In recent years, service using a non-contact proximity-type communication method such as, typically, a non-contact IC card and the like has become widespread rapidly. The non-contact proximity-type communication method is a bi-directional communication technique whose maximum communication distance is approximately 10 cm and which utilizes an electromagnetic field, acting as communication medium, having carrier frequency of 13.56 MHz. When such a non-contact proximity-type communication interface is implemented on a mobile information terminal such as a smart phone, tablet-type terminal, note-type personal computer and the like, the mobile information terminal can perform high-speed data communication with another mobile information terminal by simply placing the terminals in proximity to each other, and thereby, various services can be achieved.
Incidentally, in a mobile information terminal including a non-contact proximity-type communication interface, a device to perform communication with other terminals is generally placed on a single specific surface of a terminal body. For example, a smart phone having Felica (Trademark), a magnetic substance and coil are placed on a rear surface of a terminal body. Furthermore, in a note-type personal computer having Felica (Trademark) similarly, a magnetic substance and coil are placed on a palm rest of a terminal.

BRIEF DESCRIPTION OF THE DRAWINGS

A general architecture that implements the various features of the embodiments will now be described with reference to the drawings. The drawings and the associated descriptions are provided to illustrate the embodiments and not to limit the scope of the invention.

FIG. 1 is a perspective view illustrating an exterior of a mobile information terminal comprising a non-contact proximity-type communication apparatus of first embodiment.

FIG. 2A is a rear view of the mobile information terminal comprising the non-contact proximity-type communication apparatus shown in FIG. 1.

FIG. 2B is a side view of the mobile information terminal comprising the non-contact proximity-type communication apparatus shown in FIG. 1.

FIG. 3 is a side view illustrating the enlarged non-contact proximity-type communication apparatus shown in FIG. 1.

FIG. 4 is a view used to explain an electromagnetic coupling action of the non-contact proximity-type communication apparatus shown in FIG. 3.

FIG. 5 is a side view illustrating a structure of a non-contact proximity-type communication apparatus of second embodiment.

FIG. 6 a view used to explain an electromagnetic coupling action of the non-contact proximity-type communication apparatus shown in FIG. 5.

FIG. 7 is a perspective view illustrating an exterior of a mobile information terminal comprising a non-contact proximity-type communication apparatus of third embodiment.

FIG. 8 is a perspective view illustrating the enlarged non-contact proximity-type communication apparatus shown in FIG. 7.

FIG. 9 is a perspective view illustrating a structure of a non-contact proximity-type communication apparatus of fourth embodiment.

FIG. 10 is a perspective view illustrating a note-type personal computer comprising a non-contact proximity-type communication apparatus of fifth embodiment.

FIG. 11 is a perspective view illustrating a note-type personal computer comprising a non-contact proximity-type communication apparatus of sixth embodiment.

▬▬▬▬▬▬▬▬▬▬

• [Stated goal 1] According to the passage on non-contact proximity-type communication, what is the maximum communication distance of that method?
• [Stated goal 2]
State whether each statement agrees with the passage on non-contact proximity-type communication. Answer yes or no, and quote the deciding words.
(a) The method uses an electromagnetic field with a carrier frequency of 13.56 MHz.
(b) In a smart phone having Felica, the magnetic substance and coil are placed on the front surface of the terminal body.
(c) FIG. 5 is a perspective view of the apparatus of the second embodiment.
• [Stated goal 3] Write a continuation of the passage on non-contact proximity-type communication, beginning after its final sentence.
The entries are not required for this work.

• [Data extract]
▬▬▬▬▬▬▬▬▬▬

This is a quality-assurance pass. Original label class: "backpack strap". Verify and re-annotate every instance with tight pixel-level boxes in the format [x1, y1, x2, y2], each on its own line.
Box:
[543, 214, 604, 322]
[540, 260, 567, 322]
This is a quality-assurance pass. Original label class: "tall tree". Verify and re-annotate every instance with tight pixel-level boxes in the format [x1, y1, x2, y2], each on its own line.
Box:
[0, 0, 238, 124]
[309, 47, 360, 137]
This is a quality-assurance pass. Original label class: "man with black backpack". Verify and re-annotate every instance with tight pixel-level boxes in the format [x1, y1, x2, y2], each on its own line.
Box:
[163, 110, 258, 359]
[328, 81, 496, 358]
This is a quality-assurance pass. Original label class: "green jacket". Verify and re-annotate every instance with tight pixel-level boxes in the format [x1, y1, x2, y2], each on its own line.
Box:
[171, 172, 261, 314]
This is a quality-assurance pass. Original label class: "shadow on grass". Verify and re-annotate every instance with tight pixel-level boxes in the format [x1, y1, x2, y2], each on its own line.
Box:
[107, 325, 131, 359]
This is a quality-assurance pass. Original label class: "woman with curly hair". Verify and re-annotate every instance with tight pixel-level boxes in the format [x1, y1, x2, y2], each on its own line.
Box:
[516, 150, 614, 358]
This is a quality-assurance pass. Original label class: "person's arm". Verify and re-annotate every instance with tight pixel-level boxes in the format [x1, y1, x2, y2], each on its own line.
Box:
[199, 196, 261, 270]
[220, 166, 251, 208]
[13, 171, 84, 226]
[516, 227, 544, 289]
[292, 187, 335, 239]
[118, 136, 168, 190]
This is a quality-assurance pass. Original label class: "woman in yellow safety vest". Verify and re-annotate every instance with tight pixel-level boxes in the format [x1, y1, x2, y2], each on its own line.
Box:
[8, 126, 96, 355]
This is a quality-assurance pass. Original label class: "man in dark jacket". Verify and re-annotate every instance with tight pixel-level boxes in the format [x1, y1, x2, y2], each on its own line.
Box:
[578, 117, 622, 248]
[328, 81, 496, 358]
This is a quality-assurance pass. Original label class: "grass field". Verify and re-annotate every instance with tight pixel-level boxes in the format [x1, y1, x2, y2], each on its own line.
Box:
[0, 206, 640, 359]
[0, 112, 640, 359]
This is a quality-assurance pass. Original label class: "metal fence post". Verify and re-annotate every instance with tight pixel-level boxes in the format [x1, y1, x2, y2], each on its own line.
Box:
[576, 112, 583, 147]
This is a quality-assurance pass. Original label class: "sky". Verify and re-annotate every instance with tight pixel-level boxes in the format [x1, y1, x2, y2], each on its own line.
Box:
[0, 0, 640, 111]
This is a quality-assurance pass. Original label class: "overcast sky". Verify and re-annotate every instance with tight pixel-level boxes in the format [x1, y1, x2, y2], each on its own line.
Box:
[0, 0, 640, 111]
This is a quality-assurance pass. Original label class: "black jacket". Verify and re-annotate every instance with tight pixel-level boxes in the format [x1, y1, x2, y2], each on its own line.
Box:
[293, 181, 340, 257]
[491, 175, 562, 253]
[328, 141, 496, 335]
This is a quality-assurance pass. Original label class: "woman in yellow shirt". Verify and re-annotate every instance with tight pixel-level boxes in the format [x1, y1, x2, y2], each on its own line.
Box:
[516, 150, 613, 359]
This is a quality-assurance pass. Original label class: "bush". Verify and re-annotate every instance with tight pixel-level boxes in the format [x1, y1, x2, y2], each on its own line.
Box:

▬▬▬▬▬▬▬▬▬▬

• [Exercise answer 1] Approximately 10 cm.

• [Exercise answer 2]
(a) Yes: "utilizes an electromagnetic field, acting as communication medium, having carrier frequency of 13.56 MHz"
(b) No: "a magnetic substance and coil are placed on a rear surface of a terminal body"
(c) No: "FIG. 5 is a side view illustrating a structure of a non-contact proximity-type communication apparatus of second embodiment"

• [Exercise answer 3]
FIG. 12 is a perspective view illustrating an enlarged main part of a note-type personal computer comprising a non-contact proximity-type communication apparatus of seventh embodiment.

FIG. 13 is a side view illustrating a structure of a non-contact proximity-type communication apparatus of eighth embodiment.

FIG. 14 is a side view illustrating a structure of a non-contact proximity-type communication apparatus of ninth embodiment.

FIG. 15 is a side view illustrating a structure of a non-contact proximity-type communication apparatus of tenth embodiment.

FIG. 16 is a side view illustrating a structure of a non-contact proximity-type communication apparatus of eleventh embodiment.

FIG. 17 is a perspective view illustrating an exterior of an information terminal comprising a non-contact proximity-type communication apparatus of twelfth embodiment.

DETAILED DESCRIPTION

Hereinafter, several embodiments are explained referring to the figures.

Embodiment 1

FIG. 1 is a perspective view illustrating a non-contact proximity-type communication apparatus of a first embodiment and FIGS. 2A and 2B are rear view and side view of a mobile information terminal 1, respectively. Furthermore, FIG. 3 is a cross-sectional side view illustrating an enlarged part of the mobile information terminal 1, on which the non-contact proximity-type communication apparatus is placed.
The mobile information terminal 1 is, for example, a smart phone or tablet-type terminal and a casing 2 thereof stores a substrate 3 and non-contact proximity-type communication apparatus. Here, reference numeral 6 indicates a camera and reference numeral 7 indicates a tablet-type indicator.
The substrate 3 is a substrate body 3 a on which a grounding pattern 3 b and feed pattern (not shown) are formed, and the feed pattern is connected to a wireless circuit which is not shown via a high-frequency cable and the like.
A non-contact proximity-type communication method is a data communication method using a high-frequency band (for example, Felica (Trademark): 13.56 MHz, TransferJet (Trademark): 4.48 GHz) in which one non-contact proximity-type communication apparatus of a terminal communicates with a non-contact proximity-type communication apparatus of the other terminal in the vicinity thereof with utilizing electromagnetic induction or induction field acting as a communication medium. Here, in the non-contact proximity-type communication method, a communication method using electromagnetic induction such as Felica (Trademark) or a communication method using induction field such as TransferJet (Trademark) may be used, and in this embodiment, a case where the latter-mentioned induction field method is used as an example.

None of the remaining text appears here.